§ Supplied records:
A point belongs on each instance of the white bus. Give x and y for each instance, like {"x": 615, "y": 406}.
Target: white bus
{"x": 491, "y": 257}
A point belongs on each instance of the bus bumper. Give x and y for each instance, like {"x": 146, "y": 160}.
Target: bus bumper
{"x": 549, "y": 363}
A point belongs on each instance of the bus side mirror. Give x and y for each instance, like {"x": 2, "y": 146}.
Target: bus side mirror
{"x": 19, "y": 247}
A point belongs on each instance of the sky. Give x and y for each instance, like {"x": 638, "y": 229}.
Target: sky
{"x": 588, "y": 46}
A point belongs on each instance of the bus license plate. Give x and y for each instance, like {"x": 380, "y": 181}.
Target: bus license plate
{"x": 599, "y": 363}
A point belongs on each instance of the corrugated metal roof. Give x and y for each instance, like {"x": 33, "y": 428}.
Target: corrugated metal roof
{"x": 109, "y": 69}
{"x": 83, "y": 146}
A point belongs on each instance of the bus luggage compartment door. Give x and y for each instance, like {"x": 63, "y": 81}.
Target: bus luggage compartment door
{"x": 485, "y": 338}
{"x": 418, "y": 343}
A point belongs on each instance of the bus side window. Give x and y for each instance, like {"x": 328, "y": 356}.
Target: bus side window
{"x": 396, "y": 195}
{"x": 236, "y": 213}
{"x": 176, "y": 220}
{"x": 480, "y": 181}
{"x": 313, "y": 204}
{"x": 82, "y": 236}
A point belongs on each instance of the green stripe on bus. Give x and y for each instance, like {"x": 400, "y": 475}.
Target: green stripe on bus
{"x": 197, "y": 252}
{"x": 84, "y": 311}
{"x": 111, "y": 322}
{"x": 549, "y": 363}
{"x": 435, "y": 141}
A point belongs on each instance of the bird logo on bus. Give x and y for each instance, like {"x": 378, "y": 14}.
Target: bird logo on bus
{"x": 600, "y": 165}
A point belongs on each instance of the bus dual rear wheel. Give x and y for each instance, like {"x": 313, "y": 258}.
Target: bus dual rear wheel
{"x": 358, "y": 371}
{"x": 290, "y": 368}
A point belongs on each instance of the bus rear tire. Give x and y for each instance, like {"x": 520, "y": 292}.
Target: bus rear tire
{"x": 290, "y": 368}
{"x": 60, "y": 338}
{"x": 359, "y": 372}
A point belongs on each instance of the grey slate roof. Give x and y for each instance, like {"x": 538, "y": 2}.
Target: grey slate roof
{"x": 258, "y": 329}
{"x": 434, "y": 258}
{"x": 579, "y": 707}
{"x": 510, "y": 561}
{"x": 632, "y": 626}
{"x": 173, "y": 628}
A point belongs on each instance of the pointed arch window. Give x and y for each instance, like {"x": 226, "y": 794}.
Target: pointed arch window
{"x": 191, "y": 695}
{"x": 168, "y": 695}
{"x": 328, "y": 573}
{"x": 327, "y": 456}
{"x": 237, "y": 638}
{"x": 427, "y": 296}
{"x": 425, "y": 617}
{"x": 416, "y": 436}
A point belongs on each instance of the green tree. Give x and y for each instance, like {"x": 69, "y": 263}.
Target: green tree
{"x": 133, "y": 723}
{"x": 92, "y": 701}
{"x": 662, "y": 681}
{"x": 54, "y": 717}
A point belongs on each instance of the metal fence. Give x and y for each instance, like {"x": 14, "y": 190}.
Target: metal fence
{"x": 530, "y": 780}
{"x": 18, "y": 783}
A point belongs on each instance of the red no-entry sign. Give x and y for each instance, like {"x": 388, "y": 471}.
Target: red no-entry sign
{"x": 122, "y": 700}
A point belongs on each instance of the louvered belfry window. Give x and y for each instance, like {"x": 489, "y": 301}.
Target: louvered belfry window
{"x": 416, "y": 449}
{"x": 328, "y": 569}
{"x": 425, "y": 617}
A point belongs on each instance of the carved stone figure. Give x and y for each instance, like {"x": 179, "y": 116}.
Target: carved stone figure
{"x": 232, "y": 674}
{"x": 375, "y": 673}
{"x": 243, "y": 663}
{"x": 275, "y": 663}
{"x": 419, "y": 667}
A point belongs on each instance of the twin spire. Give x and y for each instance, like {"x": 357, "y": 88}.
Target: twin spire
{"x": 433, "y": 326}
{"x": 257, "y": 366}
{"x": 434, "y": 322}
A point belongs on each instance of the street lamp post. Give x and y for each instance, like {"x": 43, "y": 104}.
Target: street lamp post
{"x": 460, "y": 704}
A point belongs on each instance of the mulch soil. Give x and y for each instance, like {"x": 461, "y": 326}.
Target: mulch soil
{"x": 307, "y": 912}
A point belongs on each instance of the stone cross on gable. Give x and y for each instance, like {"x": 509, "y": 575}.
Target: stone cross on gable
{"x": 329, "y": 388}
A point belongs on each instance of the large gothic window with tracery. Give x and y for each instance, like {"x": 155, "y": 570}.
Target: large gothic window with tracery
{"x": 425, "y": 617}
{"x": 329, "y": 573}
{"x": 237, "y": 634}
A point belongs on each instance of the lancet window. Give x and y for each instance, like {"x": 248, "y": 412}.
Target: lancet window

§ Task brief: From the material above, copy every line that has the word "lancet" in it.

§ Final answer:
A point belongs on each instance of the lancet window. Give x and y for each instance, like {"x": 248, "y": 412}.
Target: lancet window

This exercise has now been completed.